■ Things to do:
**A.** In the text about wikis, what was the similar rule from the early days of the Internet called?
**B.** Reproduce the part of the text about wikis between "In the early" and "one easy-to-remember site.", inclusive.
**C.** Condense the paragraph of the text about wikis that begins "In the early days of the Internet" into a shorter version that keeps its main facts.

■ Document section:
════
There is no area of interest, no matter how narrowly defined, where a person cannot put up a wiki for it and attract at least a few editors with similar interests. Increasingly, there is a chance that someone already has put up a wiki for it. For example, here's one for cacti. The plants.

In the early days of the Internet, there was a similar phenomenon, the "everything has its home page" rule. Anyone with enough HTML savvy and a powerful enough interest in one particular subject could and often would create a site dedicated to it. This was largely how the early Web was forged. All the stuff we know and love today — e-commerce, social networking — that came later. Except pornography. Porn was there from the beginning.

With the advent of Wikipedia, however, the playing field changed. Rather than rely on a collection of sites each written by one person with questionable expertise, users could now find most of the information they needed in an article written, edited, and fact-checked by an entire user base of people... with questionable expertise! But all on one easy-to-remember site.
════
■ Information shown:
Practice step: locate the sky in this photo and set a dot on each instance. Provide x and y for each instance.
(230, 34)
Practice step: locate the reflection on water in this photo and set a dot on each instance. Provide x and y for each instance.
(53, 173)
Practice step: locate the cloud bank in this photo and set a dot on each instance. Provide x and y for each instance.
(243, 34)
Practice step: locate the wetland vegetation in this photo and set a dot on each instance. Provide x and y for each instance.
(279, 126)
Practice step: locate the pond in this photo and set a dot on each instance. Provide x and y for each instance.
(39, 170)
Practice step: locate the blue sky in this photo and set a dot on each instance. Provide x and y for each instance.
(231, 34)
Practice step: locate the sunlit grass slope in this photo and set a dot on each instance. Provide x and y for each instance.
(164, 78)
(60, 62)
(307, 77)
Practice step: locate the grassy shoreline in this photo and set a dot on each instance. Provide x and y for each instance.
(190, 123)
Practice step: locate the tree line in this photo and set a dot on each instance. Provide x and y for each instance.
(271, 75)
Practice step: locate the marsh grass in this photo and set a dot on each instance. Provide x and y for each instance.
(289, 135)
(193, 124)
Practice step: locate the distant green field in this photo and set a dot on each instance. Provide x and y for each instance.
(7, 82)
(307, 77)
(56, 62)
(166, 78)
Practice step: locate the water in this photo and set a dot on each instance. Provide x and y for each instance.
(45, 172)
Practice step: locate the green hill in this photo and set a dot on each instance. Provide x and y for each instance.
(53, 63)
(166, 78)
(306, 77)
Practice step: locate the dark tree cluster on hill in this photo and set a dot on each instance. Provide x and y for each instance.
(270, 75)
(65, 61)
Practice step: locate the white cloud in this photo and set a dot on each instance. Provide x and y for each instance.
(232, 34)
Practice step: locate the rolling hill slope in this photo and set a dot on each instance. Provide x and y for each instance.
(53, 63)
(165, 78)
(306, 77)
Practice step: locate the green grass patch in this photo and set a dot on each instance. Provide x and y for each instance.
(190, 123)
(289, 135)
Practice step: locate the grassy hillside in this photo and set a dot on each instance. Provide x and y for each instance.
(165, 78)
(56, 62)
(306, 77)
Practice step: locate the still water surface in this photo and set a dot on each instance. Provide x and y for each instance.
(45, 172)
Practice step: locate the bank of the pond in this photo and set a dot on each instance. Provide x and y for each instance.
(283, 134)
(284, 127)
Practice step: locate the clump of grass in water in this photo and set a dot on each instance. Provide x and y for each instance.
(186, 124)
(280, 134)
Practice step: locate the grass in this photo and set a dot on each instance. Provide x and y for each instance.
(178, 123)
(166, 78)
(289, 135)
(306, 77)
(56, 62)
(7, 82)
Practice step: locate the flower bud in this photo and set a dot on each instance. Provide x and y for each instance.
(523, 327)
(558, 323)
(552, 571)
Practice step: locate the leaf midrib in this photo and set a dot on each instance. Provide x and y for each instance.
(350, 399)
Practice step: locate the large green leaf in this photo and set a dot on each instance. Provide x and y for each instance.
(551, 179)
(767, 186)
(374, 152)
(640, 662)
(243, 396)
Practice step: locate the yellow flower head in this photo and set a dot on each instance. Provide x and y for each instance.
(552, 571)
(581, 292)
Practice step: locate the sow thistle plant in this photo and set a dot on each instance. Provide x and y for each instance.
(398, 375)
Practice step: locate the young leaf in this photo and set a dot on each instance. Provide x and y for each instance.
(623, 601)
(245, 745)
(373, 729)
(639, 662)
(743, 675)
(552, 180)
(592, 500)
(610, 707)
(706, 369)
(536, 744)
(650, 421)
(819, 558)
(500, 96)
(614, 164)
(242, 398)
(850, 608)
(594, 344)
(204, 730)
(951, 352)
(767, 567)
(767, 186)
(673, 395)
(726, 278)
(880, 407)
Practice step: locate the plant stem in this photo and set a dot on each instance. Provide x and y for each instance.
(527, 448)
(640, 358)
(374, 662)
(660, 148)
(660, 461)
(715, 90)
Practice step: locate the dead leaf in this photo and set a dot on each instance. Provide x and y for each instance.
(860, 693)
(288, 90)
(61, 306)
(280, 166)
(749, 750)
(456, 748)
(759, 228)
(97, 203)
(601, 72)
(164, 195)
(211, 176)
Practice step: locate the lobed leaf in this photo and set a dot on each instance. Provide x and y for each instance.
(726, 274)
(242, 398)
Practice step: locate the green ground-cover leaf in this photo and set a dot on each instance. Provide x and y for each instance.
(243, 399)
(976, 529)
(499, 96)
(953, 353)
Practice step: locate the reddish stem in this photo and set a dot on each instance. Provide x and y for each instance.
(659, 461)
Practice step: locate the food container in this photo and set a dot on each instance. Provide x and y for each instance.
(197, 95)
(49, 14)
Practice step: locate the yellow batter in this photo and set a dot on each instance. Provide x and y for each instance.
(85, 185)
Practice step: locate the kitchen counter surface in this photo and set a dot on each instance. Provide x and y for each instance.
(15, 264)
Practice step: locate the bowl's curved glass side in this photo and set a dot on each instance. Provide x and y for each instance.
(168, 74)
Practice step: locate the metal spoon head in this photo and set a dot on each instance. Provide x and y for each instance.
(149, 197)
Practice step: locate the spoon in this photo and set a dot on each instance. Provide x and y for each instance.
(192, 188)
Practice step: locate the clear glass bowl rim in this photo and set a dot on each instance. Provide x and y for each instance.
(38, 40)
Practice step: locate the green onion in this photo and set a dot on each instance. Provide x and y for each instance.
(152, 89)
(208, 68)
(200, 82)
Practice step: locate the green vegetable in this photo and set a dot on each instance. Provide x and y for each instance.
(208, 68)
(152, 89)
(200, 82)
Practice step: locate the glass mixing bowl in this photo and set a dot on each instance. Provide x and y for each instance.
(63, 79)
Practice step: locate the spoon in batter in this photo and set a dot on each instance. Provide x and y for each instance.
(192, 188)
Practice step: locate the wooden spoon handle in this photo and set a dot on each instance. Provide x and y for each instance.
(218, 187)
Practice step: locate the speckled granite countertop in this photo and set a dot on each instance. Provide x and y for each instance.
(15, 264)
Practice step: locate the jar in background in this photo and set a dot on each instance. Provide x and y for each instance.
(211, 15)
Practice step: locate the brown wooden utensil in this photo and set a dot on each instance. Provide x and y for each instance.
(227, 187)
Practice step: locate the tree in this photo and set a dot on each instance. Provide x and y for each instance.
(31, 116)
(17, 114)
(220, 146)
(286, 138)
════
■ Completed exercise:
**A.** The "everything has its home page" rule.

**B.**
In the early days of the Internet, there was a similar phenomenon, the "everything has its home page" rule. Anyone with enough HTML savvy and a powerful enough interest in one particular subject could and often would create a site dedicated to it. This was largely how the early Web was forged. All the stuff we know and love today — e-commerce, social networking — that came later. Except pornography. Porn was there from the beginning.

With the advent of Wikipedia, however, the playing field changed. Rather than rely on a collection of sites each written by one person with questionable expertise, users could now find most of the information they needed in an article written, edited, and fact-checked by an entire user base of people... with questionable expertise! But all on one easy-to-remember site.

**C.** The early Internet had an "everything has its home page" rule: anyone with enough HTML skill and strong interest in a subject could, and often did, build a site for it. This largely forged the early Web. E-commerce and social networking came later, but pornography was there from the beginning.